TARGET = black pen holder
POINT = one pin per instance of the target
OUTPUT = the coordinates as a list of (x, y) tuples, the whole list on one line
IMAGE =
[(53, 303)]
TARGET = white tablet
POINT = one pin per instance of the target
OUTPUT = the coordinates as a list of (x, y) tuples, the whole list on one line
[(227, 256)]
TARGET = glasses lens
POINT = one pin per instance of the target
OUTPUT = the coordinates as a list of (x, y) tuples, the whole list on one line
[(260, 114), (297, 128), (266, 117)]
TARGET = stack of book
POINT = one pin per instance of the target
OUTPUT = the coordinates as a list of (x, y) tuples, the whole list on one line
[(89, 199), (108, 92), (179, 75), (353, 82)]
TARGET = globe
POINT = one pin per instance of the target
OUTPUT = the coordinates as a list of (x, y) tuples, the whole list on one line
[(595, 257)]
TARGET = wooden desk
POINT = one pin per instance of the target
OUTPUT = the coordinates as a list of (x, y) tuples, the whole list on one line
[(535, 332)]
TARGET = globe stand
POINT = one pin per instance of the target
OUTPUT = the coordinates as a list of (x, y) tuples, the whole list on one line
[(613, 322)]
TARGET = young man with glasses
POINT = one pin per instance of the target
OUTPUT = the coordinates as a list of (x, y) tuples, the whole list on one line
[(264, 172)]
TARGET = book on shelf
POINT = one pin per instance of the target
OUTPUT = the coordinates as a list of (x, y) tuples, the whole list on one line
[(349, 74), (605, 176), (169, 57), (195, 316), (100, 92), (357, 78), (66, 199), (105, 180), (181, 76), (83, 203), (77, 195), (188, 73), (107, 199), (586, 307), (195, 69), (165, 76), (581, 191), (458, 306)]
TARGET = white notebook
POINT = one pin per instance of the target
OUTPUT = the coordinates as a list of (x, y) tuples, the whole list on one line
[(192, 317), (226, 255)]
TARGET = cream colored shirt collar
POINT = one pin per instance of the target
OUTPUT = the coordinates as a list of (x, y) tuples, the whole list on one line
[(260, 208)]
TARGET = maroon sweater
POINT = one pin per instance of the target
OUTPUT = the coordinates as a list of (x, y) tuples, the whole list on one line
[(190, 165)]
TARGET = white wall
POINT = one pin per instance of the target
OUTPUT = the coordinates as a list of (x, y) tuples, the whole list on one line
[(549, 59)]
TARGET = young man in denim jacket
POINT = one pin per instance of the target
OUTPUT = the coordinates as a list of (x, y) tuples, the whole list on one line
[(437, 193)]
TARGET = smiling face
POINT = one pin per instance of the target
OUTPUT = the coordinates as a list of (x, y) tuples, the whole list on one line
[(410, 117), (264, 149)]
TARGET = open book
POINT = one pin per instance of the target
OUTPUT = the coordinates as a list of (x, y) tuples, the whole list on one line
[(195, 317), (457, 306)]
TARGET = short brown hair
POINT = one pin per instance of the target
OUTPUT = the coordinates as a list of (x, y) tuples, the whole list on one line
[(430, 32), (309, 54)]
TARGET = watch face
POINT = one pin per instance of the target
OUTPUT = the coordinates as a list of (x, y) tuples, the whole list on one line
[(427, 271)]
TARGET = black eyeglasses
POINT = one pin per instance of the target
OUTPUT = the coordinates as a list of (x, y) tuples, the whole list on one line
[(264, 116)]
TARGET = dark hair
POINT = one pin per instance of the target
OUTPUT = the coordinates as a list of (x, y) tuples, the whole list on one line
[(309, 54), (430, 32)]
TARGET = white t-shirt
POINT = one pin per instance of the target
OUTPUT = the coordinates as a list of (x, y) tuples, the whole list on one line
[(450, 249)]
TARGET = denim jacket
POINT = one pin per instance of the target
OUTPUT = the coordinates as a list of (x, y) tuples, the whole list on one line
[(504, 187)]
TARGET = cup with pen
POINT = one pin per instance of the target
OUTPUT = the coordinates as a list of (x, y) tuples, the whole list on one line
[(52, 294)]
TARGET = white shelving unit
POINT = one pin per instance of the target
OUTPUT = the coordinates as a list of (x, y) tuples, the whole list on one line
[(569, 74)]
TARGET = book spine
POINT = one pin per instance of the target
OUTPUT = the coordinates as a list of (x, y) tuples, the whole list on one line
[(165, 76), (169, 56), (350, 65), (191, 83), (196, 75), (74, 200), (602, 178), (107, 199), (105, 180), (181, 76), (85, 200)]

EXERCISE DESCRIPTION:
Would you please transcribe the records above in full and exactly?

OUTPUT FOR THIS TASK:
TARGET = black pen holder
POINT = one pin per instance of the target
OUTPUT = the coordinates as a list of (x, y) tuples, the whole list on one line
IMAGE =
[(53, 303)]
TARGET = white tablet
POINT = one pin per instance of the target
OUTPUT = the coordinates as a list of (x, y) tuples, the whole list on one line
[(227, 256)]
TARGET = glasses lens
POINT = one pin per instance of the target
OUTPUT = the coordinates as a list of (x, y) tuples, the whole list on one line
[(260, 114), (297, 128), (266, 117)]
TARGET = stack of book
POINT = one pin per instance of the target
OUTPUT = the coordinates as a list of (x, y) tuples, the whole list on one line
[(89, 199), (108, 92), (179, 75), (353, 82)]
TARGET = globe
POINT = one pin per instance of the target
OUTPUT = the coordinates as a list of (x, y) tuples, the whole list on one line
[(595, 257)]
TARGET = wooden desk
POINT = one pin per instance of the target
OUTPUT = the coordinates as a list of (x, y) tuples, the whole list on one line
[(535, 332)]
TARGET = globe stand
POINT = one pin per instance of the target
OUTPUT = the coordinates as a list of (x, y) tuples, the whole list on one line
[(613, 322)]
TARGET = young man with glasses
POINT = one pin per instance of the target
OUTPUT = the coordinates as a list of (x, y) tuples, the whole list on one line
[(264, 172)]
TARGET = book on shelf
POINT = one pin per instance of the target
OUTPUT = the coordinates as a list of (x, y) tuples, the whole list on one line
[(349, 74), (605, 176), (169, 57), (195, 316), (100, 92), (357, 78), (66, 199), (105, 180), (181, 76), (83, 203), (77, 195), (188, 73), (107, 199), (586, 307), (195, 69), (165, 76), (581, 191), (458, 306)]
TARGET = white notebook
POINT = one pin per instance of the target
OUTPUT = the coordinates as a list of (x, y) tuples, the whole list on one line
[(192, 317), (226, 255)]
TARGET = cream colored shirt collar
POINT = one pin per instance of the target
OUTPUT = the coordinates as a list of (x, y) tuples, the whole list on one line
[(260, 208)]
TARGET = maroon sweater
POINT = one pin per instance of the target
OUTPUT = the coordinates as a list of (x, y) tuples, the whole list on one line
[(190, 165)]
TARGET = white wall
POINT = one pin per instance of the target
OUTPUT = the coordinates as a list of (x, y) tuples, the whole list on one line
[(549, 59)]
TARGET = young man in denim jacket
POINT = one pin per instance of the target
OUTPUT = the coordinates as a list of (x, y) tuples, the whole list on one line
[(437, 193)]
TARGET = smiling face
POINT = one pin per instance of the target
OUTPUT = the coordinates as a list of (x, y) tuples, the whole list on one line
[(410, 117), (264, 149)]
TARGET = open book
POINT = one pin per instance of the target
OUTPUT = the coordinates as a list of (x, y) tuples, the whole list on one line
[(195, 317), (457, 306)]
TARGET = short brown hair
POINT = one pin per instance of the target
OUTPUT = the coordinates as a list of (x, y) tuples, the whole list on one line
[(430, 32), (309, 54)]
TARGET = watch face
POINT = one pin per instance of the target
OUTPUT = the coordinates as a list of (x, y) tuples, the whole list on one line
[(427, 271)]
TARGET = black eyeglasses
POINT = one pin per instance of the target
OUTPUT = the coordinates as a list of (x, y) tuples, the whole list on one line
[(264, 116)]
TARGET = dark hair
POINT = one pin per instance of the target
OUTPUT = the coordinates as a list of (x, y) tuples, the whole list on one line
[(309, 54), (430, 32)]
TARGET = white t-shirt
POINT = one pin per instance of the target
OUTPUT = the coordinates as a list of (x, y) tuples, the whole list on one line
[(450, 249)]
TARGET = denim jacket
POINT = one pin per instance of the target
OUTPUT = the coordinates as a list of (x, y) tuples, the whole list on one line
[(504, 187)]
TARGET = cup with pen
POINT = one pin per instance of the target
OUTPUT = the coordinates as a list of (x, y) tuples, the whole list on one line
[(52, 294)]
TARGET = white shelving unit
POINT = one pin per instance of the target
OUTPUT = the coordinates as a list of (x, y) tuples, the whole list on one line
[(569, 74)]
TARGET = book spine
POINT = one pin per instance of the target
OUTPUT = the coordinates as a list of (x, y) tuples, the whole list on one line
[(165, 76), (169, 56), (350, 65), (191, 83), (196, 75), (74, 200), (602, 178), (107, 199), (105, 180), (181, 76), (85, 200)]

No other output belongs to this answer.